[Requirement]
Find the line in the data below that contains "In this photo, point at the nose, one". Return that line and all the lines after it, unchanged.

_____

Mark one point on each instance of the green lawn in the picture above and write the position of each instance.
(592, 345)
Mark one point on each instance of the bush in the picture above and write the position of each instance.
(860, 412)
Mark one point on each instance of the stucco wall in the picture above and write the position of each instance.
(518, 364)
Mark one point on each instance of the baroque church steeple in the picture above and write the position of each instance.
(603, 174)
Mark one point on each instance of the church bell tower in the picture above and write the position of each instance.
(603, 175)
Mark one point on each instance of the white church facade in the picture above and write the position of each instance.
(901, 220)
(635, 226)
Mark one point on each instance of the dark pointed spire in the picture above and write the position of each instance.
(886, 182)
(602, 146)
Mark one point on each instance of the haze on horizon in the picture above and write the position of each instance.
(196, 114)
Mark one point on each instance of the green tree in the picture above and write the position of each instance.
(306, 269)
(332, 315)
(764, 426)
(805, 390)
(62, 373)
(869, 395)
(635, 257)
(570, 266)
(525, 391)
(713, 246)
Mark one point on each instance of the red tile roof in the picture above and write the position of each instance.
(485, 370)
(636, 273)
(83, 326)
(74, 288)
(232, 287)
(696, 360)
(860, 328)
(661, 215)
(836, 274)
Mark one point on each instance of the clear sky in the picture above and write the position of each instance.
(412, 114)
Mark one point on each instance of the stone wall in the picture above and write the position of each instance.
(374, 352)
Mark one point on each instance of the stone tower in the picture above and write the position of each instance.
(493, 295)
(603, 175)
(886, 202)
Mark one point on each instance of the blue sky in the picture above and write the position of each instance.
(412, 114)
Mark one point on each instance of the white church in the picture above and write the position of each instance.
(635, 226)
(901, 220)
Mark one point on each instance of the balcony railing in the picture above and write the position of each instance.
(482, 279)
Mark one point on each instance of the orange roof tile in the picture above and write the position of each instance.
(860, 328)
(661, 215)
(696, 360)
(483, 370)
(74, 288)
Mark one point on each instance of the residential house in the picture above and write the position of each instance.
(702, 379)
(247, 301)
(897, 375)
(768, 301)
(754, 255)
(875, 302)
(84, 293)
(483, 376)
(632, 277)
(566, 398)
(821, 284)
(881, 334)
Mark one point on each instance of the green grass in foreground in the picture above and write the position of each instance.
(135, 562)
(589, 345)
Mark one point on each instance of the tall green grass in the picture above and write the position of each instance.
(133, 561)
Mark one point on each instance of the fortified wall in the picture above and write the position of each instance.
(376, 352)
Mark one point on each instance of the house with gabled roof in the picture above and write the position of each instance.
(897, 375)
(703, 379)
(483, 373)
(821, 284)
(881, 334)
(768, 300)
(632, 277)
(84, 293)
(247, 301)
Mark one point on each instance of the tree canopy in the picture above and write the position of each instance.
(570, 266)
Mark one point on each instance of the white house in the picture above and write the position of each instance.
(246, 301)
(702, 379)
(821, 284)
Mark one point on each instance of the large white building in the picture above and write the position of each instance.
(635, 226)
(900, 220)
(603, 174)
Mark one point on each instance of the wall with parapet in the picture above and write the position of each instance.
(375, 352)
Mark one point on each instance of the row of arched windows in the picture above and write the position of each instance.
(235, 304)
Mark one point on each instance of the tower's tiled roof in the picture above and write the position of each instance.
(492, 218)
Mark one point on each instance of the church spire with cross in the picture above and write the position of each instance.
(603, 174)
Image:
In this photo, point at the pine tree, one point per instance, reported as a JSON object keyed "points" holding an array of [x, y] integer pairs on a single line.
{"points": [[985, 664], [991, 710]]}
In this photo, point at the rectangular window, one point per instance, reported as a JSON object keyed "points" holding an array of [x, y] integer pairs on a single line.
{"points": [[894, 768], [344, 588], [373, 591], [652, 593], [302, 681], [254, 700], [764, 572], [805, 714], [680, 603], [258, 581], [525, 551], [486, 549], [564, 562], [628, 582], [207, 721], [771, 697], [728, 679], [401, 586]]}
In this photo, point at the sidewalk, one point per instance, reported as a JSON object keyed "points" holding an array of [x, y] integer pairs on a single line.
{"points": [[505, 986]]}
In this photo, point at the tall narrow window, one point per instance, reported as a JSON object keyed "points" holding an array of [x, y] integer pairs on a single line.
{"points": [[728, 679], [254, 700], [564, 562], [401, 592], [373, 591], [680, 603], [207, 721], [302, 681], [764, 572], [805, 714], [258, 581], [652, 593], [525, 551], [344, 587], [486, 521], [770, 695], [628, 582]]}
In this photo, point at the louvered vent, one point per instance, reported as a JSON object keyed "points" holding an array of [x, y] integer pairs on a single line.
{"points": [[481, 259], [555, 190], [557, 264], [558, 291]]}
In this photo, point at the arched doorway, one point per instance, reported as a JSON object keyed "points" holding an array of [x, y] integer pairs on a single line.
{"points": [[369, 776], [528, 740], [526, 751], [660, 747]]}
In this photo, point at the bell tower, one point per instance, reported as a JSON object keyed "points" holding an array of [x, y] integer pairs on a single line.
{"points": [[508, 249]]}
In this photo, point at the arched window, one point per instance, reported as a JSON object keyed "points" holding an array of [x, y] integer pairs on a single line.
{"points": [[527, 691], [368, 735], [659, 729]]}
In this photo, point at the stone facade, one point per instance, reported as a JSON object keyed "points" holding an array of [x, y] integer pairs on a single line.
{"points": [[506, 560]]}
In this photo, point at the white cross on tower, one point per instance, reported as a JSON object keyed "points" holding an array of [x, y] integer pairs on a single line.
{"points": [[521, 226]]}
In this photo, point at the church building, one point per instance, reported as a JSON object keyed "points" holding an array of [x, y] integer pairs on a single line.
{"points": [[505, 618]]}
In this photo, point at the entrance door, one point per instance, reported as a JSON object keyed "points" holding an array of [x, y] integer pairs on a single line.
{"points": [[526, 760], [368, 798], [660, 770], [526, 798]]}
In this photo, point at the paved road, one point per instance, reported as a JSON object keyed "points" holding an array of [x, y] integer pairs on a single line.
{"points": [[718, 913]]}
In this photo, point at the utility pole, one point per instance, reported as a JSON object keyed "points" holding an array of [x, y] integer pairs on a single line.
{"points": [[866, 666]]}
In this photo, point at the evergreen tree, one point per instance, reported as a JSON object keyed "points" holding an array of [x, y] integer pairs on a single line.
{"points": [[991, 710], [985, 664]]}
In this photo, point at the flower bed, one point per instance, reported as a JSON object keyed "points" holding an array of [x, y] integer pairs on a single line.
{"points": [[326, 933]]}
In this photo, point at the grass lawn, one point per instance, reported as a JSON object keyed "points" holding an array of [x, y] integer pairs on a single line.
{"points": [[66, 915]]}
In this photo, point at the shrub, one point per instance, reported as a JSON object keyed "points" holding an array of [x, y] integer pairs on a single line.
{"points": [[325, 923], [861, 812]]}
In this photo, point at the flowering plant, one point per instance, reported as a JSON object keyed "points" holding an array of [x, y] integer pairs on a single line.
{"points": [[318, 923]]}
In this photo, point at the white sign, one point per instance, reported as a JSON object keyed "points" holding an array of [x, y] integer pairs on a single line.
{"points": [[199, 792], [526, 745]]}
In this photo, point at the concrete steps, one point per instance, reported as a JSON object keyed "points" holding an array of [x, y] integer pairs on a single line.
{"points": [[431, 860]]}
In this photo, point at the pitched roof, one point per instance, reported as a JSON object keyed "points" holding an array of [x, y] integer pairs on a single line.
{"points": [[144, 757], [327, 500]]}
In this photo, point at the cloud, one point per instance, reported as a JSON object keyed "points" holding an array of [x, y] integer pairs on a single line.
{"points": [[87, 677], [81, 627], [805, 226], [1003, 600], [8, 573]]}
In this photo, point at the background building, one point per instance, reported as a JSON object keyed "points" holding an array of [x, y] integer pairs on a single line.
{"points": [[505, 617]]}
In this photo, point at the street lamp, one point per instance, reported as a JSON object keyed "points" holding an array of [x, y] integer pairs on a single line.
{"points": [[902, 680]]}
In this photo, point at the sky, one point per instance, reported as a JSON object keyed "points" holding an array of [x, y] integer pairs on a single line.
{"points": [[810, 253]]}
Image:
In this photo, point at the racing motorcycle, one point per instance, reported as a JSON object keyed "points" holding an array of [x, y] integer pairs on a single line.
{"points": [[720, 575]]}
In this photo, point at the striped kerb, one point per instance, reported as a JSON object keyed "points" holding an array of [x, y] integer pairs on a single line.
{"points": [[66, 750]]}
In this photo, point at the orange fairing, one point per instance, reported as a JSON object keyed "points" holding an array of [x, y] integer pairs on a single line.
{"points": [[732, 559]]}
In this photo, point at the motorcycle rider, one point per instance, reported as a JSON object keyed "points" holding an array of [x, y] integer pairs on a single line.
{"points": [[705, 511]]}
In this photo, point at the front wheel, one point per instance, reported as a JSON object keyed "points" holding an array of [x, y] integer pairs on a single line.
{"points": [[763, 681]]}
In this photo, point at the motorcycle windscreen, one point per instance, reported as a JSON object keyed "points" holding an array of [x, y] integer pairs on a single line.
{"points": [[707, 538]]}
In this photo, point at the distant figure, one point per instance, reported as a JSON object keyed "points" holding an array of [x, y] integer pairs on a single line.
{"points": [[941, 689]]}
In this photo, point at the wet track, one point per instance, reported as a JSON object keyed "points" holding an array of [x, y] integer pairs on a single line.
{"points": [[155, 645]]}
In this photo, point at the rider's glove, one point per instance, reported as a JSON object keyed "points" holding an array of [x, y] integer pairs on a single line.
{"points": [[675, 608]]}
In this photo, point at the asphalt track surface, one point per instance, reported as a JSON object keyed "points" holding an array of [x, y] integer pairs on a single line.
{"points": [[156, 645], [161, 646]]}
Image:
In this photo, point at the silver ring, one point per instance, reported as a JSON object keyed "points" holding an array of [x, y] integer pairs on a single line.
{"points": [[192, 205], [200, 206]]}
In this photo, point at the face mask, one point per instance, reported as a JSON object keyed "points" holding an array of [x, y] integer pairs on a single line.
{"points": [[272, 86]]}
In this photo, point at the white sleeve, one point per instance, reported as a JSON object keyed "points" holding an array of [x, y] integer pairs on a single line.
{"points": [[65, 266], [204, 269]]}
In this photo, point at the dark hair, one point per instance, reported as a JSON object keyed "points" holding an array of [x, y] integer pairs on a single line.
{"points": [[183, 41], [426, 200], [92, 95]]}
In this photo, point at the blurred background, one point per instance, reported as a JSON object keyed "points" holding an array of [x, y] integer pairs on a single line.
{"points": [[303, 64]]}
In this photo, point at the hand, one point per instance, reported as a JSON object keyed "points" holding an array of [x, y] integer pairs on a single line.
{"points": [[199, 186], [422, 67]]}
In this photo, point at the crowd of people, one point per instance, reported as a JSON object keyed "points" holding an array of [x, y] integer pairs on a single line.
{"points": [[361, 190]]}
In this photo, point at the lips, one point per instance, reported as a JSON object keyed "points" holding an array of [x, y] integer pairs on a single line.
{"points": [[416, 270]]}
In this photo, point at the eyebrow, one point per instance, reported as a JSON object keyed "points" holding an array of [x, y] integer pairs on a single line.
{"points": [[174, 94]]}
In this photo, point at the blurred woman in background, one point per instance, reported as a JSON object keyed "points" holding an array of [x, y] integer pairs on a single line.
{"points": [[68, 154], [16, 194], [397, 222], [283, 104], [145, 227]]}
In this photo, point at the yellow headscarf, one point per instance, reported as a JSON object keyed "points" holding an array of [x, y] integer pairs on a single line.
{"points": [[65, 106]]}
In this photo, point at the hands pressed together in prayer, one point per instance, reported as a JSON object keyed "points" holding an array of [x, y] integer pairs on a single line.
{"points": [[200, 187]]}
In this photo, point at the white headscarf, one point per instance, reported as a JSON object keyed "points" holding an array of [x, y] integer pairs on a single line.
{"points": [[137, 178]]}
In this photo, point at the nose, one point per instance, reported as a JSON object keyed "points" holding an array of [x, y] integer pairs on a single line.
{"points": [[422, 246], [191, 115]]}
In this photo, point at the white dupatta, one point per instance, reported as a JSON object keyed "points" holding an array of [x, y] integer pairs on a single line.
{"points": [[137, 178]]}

_____

[Completed exercise]
In this photo, point at the nose, one point per instance, reported as a JSON object keyed "points" holding an array of [x, y] integer pairs on a single line.
{"points": [[422, 246], [191, 115]]}
In this photo, point at the white dupatta, one point per instance, reported as a JSON object keyed "points" holding an array of [x, y] integer pairs on a single line.
{"points": [[137, 178]]}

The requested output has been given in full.